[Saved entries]

——————

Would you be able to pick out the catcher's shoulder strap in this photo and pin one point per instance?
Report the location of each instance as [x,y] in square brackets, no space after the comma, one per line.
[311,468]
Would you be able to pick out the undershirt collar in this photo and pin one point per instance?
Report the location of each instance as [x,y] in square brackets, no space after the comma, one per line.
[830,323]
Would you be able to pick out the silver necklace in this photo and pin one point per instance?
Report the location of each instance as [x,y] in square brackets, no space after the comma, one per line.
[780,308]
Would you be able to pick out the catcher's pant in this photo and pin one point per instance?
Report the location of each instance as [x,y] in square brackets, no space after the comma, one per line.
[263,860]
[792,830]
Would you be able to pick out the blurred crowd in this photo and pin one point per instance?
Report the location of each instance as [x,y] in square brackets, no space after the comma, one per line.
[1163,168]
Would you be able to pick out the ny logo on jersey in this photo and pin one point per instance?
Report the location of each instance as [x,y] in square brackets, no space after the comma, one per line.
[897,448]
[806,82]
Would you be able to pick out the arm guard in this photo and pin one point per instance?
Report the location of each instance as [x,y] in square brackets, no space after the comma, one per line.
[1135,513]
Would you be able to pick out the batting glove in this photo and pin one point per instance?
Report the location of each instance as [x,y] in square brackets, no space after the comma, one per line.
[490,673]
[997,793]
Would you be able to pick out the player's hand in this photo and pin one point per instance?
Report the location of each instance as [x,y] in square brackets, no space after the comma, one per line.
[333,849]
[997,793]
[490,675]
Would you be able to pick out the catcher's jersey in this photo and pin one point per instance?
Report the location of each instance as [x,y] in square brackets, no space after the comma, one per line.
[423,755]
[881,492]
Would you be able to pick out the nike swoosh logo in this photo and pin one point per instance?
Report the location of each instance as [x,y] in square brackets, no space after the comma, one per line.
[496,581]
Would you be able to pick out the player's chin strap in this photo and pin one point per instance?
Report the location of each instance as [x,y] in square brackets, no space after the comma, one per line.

——————

Every entry above should be written out again, precisely.

Completed exercise —
Would you be able to pick out the catcher's shoulder strap in this photo and pin one point per instance?
Report the location of each instance as [x,y] in square brackets, no space after the comma, one per line.
[311,468]
Would you be able to pick out the undershirt collar in this photo and pin one point per instance?
Report the location of each instance as [x,y] in square brackets, no space after the comma, one per line.
[830,323]
Would you be able to pick out the silver necklace in this photo and pin one point per instance?
Report the location of each instance as [x,y] in square brackets, no space after the comma, one per line.
[780,308]
Would you be able to pick out the catcher's pant in this photo and pin one point per instance?
Report the location of each instance as [x,y] in square brackets, no space after the comma, one per line.
[263,860]
[792,830]
Would you be able to pick out the blurred crowd in this photo and pin one point per instance?
Report the location of each instance as [x,y] in square brackets, no space after the comma, one per line.
[1163,168]
Would you be able to pick out the ny logo on jersey in this photo and pin one point per instance?
Report the location of each instance as [x,y] in square brackets, no space after the comma, one per line.
[897,448]
[806,82]
Would you be able to pick out the arm guard in this photo and pin one point per instance?
Report the location of each instance as [x,y] in square brackets, no space after the comma, one per line.
[1135,513]
Would you be able to pick out the batting glove in this photo and pin one point per instance?
Report the location of each instance as [x,y] in square brackets, no space after the comma, one per line.
[490,673]
[997,793]
Would you be able to pick out the player's hand in this photo and pin one point per instance?
Report the location of each instance as [x,y] in square brackets, no space after the comma, one per line.
[333,849]
[997,793]
[490,675]
Would you be able to pick out the catcher's jersey in this photo and pin one point per instance?
Report the location of each instance as [x,y] in square brackets, no space after the comma, one per line.
[423,755]
[881,492]
Would you be able to pick out the nike swoosh logo in this photo and pin one point per instance?
Report the location of each instance as [x,y] in square brackets, no space after the comma, one per line.
[496,581]
Would you be able to pick out the player's chin strap in this photo and pin one point per instance?
Report the location of each instance as [x,y] in square brackets, no space after the comma, one per line.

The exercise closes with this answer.